BRIEF:
Each line of the material below should be retyped precisely as it appears.

===== SOURCE RECORDS =====

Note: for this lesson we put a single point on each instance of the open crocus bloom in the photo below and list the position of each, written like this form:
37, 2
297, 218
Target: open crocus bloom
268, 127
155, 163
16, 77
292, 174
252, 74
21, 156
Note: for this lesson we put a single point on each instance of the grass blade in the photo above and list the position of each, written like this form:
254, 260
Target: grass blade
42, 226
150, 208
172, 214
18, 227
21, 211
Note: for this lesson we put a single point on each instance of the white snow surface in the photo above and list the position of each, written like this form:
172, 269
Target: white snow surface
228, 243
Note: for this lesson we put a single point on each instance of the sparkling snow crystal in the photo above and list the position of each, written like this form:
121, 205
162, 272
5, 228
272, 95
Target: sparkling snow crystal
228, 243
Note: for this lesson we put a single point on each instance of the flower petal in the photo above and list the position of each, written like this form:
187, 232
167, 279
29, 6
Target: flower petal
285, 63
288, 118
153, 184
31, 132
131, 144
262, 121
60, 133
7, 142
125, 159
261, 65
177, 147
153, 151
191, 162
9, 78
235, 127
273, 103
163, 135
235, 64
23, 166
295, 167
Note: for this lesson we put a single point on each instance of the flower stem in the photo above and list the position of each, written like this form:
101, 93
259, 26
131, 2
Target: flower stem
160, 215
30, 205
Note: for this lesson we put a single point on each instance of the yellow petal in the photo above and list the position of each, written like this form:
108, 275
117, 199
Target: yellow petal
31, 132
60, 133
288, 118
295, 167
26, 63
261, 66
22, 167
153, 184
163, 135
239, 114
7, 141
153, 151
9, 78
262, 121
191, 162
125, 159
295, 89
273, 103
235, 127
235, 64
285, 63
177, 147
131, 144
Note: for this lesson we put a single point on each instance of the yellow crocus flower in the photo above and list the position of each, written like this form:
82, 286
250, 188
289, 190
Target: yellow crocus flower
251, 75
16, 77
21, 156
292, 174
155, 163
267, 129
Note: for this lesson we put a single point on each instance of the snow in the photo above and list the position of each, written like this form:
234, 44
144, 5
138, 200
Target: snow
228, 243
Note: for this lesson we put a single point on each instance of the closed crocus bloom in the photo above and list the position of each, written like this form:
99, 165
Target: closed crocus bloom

=====

SOLUTION TO THE EXERCISE:
Note: for this lesson we put a single point on each instance of the open crocus bloom in the photo below and list the position of each, written like this form:
37, 2
297, 218
Target: open crocus bloom
268, 127
155, 163
16, 77
292, 174
252, 74
21, 156
Note: for this lesson we put a single point on each instance of the grass blade in the photo above and list the position of each, written like this form:
254, 260
Target: grass blade
42, 226
150, 208
172, 214
18, 227
21, 211
Note: for this lesson we put a single point on each instance of the white snow surface in the photo above and list the position of each, written like this form:
172, 269
Target: white snow surface
228, 243
Note: for this lesson we put a single point on each instance of the sparkling snow crystal in the photo above and list the position of each, written like this form:
121, 205
162, 272
5, 228
272, 95
Target: sparkling snow crystal
228, 243
Note: for this lesson we put a single point on each instance of the flower petal in the photo above and list the position of each, written like this form:
187, 232
167, 279
29, 6
Target: flower petal
285, 63
288, 118
153, 184
31, 132
131, 144
262, 121
60, 133
7, 142
125, 159
261, 65
177, 147
153, 151
191, 162
9, 78
235, 127
273, 103
163, 135
235, 64
23, 166
295, 167
Note: for this lesson we put a single point on each instance of the flower stem in the photo above and list the position of each, written like this form:
101, 93
259, 26
131, 2
Target: flower stem
160, 215
30, 205
Note: for this lesson we put a single point on each instance of the yellow petal in the photo above and list the position of each, written like this form:
108, 275
117, 199
Target: yellow petal
31, 132
60, 133
288, 118
295, 167
26, 63
261, 66
22, 167
153, 184
163, 135
239, 114
7, 141
153, 151
9, 78
262, 121
191, 162
125, 159
295, 89
273, 103
235, 127
235, 64
285, 63
177, 147
131, 144
Note: for this lesson we put a single point on each instance of the yellow crocus flower in the photo above and list the position of each, written like this form:
82, 286
250, 188
289, 190
Target: yellow crocus flower
251, 75
16, 77
21, 156
292, 174
155, 163
267, 129
Note: for this lesson we put a single point on each instance of the snow in the photo above and list the position of each, written like this form:
234, 44
144, 5
138, 200
Target: snow
228, 243
Note: for this lesson we put a single point on each instance of the closed crocus bloom in the photo above and list the position of each, written like this form:
99, 165
Target: closed crocus bloom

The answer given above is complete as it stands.